-- START --

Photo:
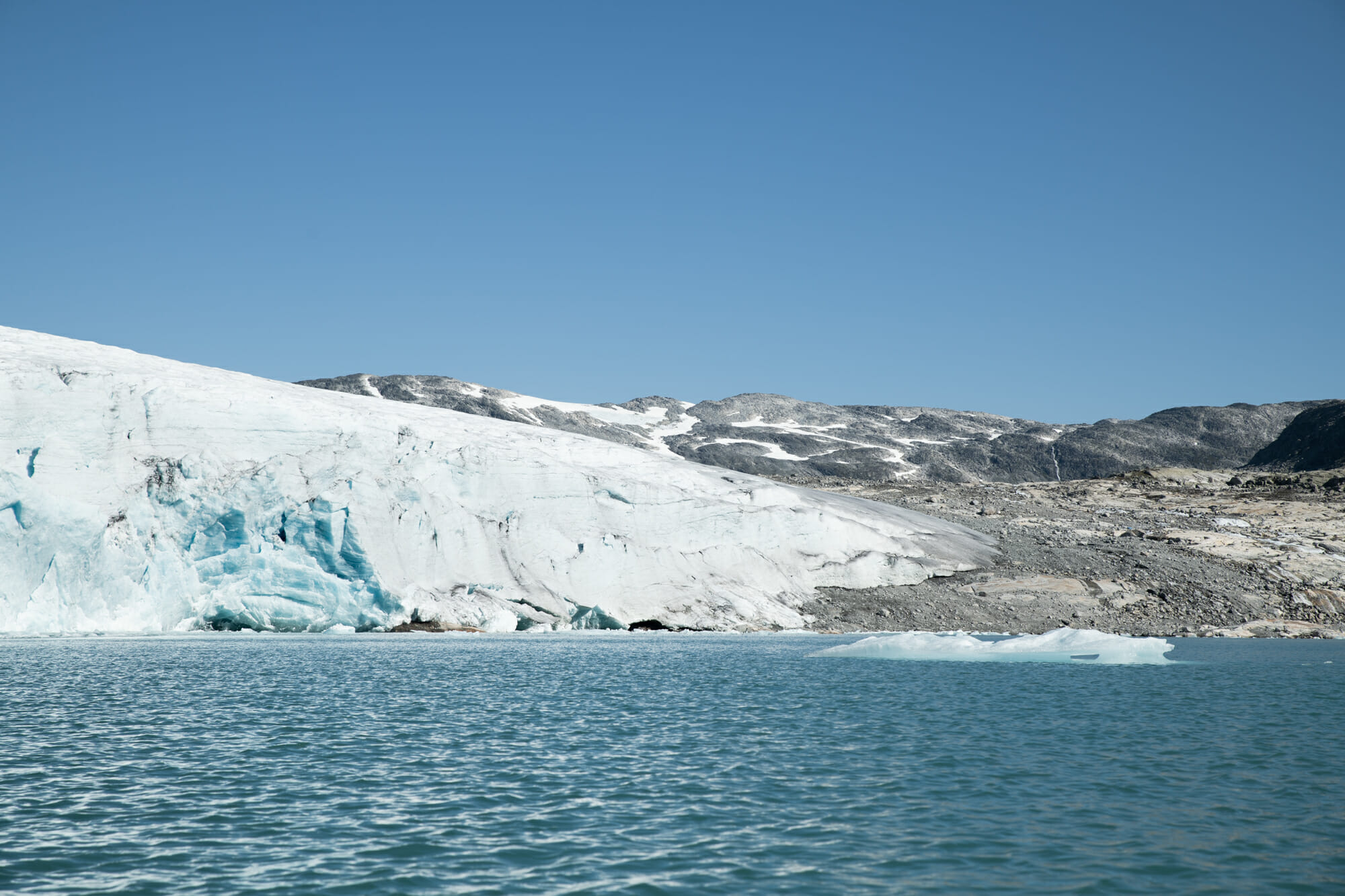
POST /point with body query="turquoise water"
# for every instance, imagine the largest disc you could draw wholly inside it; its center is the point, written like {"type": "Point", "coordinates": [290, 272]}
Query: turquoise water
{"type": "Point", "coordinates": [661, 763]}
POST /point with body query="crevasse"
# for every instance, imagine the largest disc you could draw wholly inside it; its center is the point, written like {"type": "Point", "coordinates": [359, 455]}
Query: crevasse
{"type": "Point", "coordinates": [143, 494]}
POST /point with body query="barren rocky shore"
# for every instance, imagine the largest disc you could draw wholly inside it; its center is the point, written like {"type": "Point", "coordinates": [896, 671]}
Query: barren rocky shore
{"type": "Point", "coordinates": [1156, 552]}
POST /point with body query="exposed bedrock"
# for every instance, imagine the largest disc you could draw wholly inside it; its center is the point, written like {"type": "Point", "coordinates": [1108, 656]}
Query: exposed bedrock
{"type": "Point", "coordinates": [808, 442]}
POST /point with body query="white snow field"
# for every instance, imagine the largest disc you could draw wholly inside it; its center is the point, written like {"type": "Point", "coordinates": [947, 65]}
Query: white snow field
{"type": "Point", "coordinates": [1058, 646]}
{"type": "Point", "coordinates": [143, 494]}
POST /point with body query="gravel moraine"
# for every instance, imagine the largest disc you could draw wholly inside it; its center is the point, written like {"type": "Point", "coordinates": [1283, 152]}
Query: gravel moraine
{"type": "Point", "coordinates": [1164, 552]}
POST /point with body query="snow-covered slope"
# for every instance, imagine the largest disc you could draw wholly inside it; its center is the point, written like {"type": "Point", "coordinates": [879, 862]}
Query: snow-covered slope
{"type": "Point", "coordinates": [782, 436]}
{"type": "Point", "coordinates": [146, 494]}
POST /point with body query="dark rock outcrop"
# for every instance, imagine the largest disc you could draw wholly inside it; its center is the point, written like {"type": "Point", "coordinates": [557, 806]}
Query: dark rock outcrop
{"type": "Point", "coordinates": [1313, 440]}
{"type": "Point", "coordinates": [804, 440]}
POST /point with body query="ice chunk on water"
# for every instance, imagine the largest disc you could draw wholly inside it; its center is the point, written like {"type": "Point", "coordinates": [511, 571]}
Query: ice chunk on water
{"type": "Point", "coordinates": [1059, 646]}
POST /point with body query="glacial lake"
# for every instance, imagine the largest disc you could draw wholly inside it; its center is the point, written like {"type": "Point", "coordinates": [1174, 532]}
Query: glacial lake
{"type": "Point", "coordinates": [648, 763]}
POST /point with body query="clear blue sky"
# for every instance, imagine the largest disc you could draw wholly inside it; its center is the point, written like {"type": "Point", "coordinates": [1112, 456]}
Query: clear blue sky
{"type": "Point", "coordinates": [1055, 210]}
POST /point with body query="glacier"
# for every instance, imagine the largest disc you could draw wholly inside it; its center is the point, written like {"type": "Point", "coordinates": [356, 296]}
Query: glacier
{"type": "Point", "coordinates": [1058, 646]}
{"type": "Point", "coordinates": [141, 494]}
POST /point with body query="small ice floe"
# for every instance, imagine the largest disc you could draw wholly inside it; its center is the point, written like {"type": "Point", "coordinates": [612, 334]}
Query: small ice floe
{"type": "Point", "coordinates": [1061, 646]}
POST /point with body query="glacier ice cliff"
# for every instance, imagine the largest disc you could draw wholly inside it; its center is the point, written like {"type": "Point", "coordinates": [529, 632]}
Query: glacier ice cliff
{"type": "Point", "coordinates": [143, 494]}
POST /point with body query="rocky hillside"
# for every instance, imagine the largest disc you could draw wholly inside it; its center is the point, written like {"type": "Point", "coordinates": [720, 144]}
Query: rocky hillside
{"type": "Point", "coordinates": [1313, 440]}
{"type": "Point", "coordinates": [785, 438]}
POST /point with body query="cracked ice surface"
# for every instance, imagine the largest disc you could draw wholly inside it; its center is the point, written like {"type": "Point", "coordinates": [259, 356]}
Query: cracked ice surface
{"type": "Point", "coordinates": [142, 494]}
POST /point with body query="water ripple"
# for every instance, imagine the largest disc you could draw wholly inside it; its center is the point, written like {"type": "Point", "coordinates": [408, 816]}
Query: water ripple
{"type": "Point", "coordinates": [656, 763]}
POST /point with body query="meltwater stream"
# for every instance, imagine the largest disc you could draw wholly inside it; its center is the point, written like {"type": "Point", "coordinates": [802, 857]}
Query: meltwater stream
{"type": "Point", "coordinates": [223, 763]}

-- END --
-- START --

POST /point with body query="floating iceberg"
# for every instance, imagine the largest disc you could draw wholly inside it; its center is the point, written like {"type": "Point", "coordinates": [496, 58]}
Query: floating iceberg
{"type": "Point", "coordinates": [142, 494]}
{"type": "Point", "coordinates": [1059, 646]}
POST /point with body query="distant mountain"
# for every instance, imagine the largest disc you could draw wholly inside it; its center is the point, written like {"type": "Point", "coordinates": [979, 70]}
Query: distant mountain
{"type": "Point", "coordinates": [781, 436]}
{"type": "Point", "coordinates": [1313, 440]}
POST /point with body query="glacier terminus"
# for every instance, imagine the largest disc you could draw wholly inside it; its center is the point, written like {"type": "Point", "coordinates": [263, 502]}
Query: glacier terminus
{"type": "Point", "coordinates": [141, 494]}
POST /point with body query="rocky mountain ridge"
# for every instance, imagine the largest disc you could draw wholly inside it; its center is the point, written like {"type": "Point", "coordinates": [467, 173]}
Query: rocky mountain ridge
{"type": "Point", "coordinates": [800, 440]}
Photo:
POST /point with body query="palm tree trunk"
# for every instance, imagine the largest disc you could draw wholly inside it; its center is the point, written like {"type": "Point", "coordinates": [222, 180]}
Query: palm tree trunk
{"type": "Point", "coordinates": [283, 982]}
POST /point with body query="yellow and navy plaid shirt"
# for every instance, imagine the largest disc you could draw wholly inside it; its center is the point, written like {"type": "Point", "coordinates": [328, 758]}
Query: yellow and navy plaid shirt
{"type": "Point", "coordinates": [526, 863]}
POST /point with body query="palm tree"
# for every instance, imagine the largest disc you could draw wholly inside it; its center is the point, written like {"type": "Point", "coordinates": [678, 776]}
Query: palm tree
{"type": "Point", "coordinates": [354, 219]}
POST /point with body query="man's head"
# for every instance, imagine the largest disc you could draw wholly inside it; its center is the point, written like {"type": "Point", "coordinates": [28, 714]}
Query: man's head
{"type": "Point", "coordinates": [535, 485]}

-- END --

Problem statement: List every line of the material above that contains the word "dark", copying each line in full.

Result:
POST /point with body query="dark rock outcrop"
Query: dark rock outcrop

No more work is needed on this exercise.